Both male and female shamans of the Northern tundra followed the heartbeat of the most sacred instrument—the drum. They allowed it to “carry” them to the Upper Worlds of inspiration and the lower or Underworld where the Ancestors were said to dwell. Because the drum has been seen throughout time as a symbol for the earth, the roundness of all life, the symbol of the Womb—many tribal cultures still call their ceremonial drums “She” while women are the first creators and still the safe-keepers of this sacred instrument. Even today, Sami and other Northland’s shamans are said to “ride the drum as a flying Reindeer” to other worlds seeking guidance for banishing illness and beckoning cures and well-being for the members of their tribes. These ecstatic shamanic flights may well have been fueled by various vision-stimulating herbs and roots and very possibly, psychedelic mushrooms traditionally collected by the women and used in a ritualized and sacred manner.
In parts of Siberia and much of Sami-land (formerly known as Lapland,) the ancient traditional clothing worn by Medicine Women Healers is often red, green and white with fur lining and trim. The red peaked, felted hats and curled-toe boots and warm mittens of reindeer-hide complete, what I believe to be, the feminine origins of perhaps the first of a very long line of Santa Claus replications. Their long lineage of connection with the induction of spiritual journeys through the drum, their relationship of healing with “Reindeer-Magic” and their ability to create potions and salves which could incite ecstatic visions or “Shamanic Journeys,” give us a deeper look at the Solstice and contemporary Christmas symbol. These priestesses-of-the-antlered-ones who flew through the night to gather blessings and healing and then distributed these gifts to their tribe members must surely be considered as proto-typical Fore-Mothers of Santa.
For centuries the only form of transportation for the Northern folk were reindeer-drawn travois and eventually, sleighs. And if all this weren’t enough—according the Alaska Department of Fish and Game, while both male and female reindeer grow antlers in the summer each year, male reindeer shed their antlers at the beginning of winter, usually in late November to mid-December. Female reindeer retain their antlers through gestation, until they give birth in the spring. Therefore, according to every cultural rendition of Santa’s reindeer, including Rudolph to Blixen--every single one of them--had to be Female!
So—as the wise woman says: “Even if you don’t believe in a Female Santa Claus—we surely should have known…ONLY women would be able to drag a fat man in a red velvet suit all around the world, in one night, and not get lost!”
Have a Blessed Solstice, Joyous Christ-Mass, Peace-filled Chanukah, Creative Kwanza. And from my Swedish-Sami forebears I wish you
God Jul och Gott Nytt Ar… AND TO ALL A GOOD NIGHT!

→ ENTRIES PROVIDED
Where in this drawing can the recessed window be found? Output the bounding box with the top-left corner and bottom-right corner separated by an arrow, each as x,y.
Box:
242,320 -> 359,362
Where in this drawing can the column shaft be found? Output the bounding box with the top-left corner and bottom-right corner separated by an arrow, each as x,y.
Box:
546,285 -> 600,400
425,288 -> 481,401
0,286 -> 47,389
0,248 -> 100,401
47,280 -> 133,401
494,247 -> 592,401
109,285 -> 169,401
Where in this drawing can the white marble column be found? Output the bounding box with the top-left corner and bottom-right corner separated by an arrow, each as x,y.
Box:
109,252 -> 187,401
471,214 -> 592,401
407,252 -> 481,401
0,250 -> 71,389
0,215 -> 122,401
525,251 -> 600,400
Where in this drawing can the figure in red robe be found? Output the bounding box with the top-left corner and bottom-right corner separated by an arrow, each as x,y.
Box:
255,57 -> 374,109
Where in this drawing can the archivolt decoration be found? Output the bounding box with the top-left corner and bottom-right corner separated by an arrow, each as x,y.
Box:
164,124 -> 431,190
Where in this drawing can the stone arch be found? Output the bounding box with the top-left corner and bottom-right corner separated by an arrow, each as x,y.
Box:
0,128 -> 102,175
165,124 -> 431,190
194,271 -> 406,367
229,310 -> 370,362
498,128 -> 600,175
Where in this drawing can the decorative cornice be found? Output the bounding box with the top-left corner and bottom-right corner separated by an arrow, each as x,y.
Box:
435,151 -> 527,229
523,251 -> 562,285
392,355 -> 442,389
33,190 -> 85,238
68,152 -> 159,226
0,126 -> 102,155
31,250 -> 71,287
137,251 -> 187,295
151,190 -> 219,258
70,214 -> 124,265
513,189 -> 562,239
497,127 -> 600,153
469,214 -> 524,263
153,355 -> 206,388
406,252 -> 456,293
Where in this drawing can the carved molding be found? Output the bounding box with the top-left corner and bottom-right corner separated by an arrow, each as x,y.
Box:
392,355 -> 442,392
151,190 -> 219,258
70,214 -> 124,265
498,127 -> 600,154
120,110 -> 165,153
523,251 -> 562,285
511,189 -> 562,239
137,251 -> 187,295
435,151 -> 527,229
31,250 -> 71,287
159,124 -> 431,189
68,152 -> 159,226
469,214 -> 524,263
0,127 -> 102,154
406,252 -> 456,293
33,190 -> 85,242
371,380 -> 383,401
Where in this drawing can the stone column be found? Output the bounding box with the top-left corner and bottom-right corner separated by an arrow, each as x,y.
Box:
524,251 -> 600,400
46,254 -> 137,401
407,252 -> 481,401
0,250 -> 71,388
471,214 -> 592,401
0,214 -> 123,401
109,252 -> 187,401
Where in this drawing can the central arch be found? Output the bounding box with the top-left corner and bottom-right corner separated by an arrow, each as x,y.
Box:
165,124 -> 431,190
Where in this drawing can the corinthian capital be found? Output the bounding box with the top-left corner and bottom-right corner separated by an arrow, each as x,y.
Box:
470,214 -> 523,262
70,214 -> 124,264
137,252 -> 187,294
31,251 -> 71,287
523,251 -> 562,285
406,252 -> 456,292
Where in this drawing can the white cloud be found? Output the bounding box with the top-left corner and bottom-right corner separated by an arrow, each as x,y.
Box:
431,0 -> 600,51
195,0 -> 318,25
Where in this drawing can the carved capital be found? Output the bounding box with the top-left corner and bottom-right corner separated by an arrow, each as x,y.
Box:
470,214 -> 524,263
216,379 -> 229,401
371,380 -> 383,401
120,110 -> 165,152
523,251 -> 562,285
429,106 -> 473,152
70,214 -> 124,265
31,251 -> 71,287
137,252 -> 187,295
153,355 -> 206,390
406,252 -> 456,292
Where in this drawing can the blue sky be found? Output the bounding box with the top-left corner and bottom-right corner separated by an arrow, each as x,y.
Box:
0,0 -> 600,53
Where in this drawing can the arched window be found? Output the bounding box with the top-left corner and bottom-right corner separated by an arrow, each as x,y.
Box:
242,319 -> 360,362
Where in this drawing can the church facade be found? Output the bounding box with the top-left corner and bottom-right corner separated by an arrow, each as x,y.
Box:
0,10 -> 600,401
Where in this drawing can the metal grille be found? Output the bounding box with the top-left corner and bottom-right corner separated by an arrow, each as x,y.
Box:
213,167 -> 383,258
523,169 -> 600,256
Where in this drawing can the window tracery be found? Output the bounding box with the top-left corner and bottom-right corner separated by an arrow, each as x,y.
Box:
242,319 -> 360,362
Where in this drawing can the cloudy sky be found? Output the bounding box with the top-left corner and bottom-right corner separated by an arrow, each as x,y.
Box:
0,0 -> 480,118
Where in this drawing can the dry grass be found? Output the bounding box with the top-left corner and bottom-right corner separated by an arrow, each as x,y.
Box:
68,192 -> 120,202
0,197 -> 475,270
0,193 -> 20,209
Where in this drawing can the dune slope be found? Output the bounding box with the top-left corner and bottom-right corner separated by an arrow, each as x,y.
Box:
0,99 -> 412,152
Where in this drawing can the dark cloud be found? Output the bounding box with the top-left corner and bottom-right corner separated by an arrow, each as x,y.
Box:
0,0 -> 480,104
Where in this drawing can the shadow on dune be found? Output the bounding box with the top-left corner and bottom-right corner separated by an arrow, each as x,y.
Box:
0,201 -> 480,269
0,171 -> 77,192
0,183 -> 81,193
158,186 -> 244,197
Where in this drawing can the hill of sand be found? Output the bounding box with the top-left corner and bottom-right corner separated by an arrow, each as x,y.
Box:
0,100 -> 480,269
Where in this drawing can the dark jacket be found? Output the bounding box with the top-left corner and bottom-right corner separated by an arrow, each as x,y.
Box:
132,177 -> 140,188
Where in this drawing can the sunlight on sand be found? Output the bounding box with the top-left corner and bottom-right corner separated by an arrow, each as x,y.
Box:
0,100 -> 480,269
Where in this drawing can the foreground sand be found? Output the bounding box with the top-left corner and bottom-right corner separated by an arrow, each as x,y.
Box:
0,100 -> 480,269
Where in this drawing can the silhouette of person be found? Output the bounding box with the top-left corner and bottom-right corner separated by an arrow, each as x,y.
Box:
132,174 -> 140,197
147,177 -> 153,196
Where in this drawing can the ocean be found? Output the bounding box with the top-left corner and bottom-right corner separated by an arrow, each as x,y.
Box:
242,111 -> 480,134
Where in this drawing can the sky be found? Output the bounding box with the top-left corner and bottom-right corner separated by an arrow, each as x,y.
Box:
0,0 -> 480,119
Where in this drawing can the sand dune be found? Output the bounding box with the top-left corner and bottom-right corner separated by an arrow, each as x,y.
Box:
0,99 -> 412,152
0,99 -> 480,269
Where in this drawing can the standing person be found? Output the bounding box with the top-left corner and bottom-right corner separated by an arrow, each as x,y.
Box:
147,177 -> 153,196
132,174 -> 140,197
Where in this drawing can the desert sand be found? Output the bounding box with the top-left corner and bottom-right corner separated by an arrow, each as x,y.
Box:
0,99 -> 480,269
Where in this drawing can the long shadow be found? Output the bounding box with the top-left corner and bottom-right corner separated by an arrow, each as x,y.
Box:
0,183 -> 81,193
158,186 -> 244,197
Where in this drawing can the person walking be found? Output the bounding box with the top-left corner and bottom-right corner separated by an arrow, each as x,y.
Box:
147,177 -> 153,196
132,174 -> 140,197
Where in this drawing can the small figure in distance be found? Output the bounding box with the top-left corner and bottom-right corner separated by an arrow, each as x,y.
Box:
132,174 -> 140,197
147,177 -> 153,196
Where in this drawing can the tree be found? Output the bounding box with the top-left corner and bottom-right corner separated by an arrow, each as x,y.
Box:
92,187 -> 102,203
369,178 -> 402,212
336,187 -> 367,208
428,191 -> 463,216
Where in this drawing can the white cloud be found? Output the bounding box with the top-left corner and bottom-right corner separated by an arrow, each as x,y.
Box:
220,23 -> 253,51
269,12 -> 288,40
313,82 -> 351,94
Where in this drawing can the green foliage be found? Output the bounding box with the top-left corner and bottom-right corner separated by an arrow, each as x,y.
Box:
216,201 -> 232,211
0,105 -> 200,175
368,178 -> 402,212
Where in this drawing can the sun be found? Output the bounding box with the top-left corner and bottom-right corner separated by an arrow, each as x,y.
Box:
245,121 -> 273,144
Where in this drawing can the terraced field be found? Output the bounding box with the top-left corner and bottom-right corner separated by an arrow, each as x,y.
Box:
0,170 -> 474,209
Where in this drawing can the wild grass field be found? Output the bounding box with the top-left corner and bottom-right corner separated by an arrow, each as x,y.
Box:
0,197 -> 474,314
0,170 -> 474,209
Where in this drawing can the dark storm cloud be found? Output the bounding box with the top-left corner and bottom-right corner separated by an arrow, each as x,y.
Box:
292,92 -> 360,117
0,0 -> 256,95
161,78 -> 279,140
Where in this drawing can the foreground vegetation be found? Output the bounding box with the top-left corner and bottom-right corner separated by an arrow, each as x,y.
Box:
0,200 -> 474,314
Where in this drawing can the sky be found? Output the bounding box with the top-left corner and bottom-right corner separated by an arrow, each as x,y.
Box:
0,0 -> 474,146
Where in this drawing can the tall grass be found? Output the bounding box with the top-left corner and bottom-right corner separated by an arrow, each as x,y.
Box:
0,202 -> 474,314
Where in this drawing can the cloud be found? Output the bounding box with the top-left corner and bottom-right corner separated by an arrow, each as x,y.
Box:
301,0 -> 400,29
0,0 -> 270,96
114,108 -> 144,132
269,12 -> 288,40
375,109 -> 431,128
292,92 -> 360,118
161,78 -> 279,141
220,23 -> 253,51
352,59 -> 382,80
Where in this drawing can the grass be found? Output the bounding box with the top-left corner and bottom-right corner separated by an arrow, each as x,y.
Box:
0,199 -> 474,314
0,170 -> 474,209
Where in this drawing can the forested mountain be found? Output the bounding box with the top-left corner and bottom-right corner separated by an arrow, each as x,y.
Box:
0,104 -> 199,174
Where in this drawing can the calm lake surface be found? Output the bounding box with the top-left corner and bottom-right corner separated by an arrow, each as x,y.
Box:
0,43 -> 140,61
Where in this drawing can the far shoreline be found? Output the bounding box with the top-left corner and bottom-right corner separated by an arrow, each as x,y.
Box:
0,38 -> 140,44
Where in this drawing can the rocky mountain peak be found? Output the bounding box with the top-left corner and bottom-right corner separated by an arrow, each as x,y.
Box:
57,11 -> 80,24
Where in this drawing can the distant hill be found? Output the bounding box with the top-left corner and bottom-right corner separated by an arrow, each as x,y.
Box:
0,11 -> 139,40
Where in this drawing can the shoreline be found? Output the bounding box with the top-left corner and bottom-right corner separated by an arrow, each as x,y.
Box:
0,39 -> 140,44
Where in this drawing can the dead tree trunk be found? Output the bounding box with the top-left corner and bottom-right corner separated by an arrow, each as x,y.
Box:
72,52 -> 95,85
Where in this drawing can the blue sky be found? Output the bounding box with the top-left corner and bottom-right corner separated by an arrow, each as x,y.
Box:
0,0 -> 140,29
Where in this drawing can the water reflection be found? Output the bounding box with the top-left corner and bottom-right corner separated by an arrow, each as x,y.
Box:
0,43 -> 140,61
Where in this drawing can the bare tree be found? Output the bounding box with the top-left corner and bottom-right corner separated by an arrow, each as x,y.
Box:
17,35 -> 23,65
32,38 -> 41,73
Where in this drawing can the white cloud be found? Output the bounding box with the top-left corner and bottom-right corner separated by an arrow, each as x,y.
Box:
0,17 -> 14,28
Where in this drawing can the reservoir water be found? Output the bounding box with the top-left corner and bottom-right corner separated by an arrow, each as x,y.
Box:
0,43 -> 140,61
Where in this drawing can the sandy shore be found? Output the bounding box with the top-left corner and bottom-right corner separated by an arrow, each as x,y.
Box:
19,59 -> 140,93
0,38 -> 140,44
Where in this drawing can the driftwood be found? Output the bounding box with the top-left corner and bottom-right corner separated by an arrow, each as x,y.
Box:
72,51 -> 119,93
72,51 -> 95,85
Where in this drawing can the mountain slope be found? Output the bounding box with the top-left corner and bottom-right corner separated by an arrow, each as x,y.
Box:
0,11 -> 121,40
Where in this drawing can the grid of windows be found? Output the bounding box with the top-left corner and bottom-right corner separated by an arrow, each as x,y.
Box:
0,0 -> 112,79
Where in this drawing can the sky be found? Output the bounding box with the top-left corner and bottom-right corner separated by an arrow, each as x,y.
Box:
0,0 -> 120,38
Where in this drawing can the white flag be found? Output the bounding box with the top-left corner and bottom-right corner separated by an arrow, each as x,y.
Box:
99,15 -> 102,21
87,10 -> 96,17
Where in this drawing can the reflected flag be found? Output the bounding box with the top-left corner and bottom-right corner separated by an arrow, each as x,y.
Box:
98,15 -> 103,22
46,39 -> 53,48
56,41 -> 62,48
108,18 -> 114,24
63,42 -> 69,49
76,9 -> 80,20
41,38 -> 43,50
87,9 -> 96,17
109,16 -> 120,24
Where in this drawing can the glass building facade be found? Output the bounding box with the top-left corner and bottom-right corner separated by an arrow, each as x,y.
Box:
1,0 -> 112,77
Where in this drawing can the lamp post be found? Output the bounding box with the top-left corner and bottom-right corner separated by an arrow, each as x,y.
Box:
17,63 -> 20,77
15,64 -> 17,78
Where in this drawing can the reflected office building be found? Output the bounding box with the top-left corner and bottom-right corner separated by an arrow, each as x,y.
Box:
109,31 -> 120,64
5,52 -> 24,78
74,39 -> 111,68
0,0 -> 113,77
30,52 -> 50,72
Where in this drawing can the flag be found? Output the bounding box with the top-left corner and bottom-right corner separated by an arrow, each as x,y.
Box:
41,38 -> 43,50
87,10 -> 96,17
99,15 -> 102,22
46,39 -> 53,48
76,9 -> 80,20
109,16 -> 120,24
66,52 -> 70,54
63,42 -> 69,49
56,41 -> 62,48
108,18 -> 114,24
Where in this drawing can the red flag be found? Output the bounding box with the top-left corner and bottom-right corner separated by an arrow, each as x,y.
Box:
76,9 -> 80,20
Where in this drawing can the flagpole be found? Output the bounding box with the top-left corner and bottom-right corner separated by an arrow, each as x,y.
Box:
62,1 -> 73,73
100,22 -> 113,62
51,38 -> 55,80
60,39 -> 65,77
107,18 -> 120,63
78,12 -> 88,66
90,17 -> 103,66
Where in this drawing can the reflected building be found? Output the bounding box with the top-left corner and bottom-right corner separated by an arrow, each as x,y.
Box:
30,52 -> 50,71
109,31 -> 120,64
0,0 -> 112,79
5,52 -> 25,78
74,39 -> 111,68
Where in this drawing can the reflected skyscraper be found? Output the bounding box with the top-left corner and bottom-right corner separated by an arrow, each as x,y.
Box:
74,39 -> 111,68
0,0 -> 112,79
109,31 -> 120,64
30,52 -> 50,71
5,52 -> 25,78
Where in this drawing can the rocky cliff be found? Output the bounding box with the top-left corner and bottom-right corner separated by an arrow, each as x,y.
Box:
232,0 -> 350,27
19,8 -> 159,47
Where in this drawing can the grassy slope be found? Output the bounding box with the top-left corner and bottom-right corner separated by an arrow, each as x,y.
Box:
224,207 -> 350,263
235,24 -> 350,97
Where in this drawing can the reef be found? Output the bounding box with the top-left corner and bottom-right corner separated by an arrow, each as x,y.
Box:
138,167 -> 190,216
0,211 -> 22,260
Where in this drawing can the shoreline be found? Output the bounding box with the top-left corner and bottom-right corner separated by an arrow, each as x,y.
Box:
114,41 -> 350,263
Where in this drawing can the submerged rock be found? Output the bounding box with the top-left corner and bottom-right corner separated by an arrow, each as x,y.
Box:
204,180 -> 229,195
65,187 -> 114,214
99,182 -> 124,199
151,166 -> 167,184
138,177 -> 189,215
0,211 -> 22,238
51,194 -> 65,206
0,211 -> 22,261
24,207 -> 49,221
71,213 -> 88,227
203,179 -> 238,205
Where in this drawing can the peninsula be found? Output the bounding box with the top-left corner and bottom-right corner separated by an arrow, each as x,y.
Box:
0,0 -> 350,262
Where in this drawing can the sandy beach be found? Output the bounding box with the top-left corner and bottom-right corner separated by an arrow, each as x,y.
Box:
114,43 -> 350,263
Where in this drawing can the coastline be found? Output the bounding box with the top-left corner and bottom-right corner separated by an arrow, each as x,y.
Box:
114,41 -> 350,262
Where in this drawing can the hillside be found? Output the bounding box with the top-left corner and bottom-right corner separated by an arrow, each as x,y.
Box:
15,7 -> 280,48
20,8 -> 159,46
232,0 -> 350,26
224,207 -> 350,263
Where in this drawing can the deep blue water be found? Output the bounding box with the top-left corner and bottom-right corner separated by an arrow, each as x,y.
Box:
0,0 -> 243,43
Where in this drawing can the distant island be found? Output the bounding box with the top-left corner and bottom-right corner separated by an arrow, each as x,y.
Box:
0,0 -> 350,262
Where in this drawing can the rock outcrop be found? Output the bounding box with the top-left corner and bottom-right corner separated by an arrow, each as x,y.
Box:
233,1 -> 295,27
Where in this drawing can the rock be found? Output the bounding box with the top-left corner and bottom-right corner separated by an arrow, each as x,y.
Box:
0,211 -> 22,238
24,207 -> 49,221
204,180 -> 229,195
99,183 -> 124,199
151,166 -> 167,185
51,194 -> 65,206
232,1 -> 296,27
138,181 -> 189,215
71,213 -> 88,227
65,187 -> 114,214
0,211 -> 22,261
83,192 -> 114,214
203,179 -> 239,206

→ PROBLEM STATEMENT
According to the text on shamans and Santa, when do male reindeer shed their antlers? The entries come from a separate source.

→ PROBLEM SOLUTION
Male reindeer shed their antlers at the beginning of winter, usually in late November to mid-December.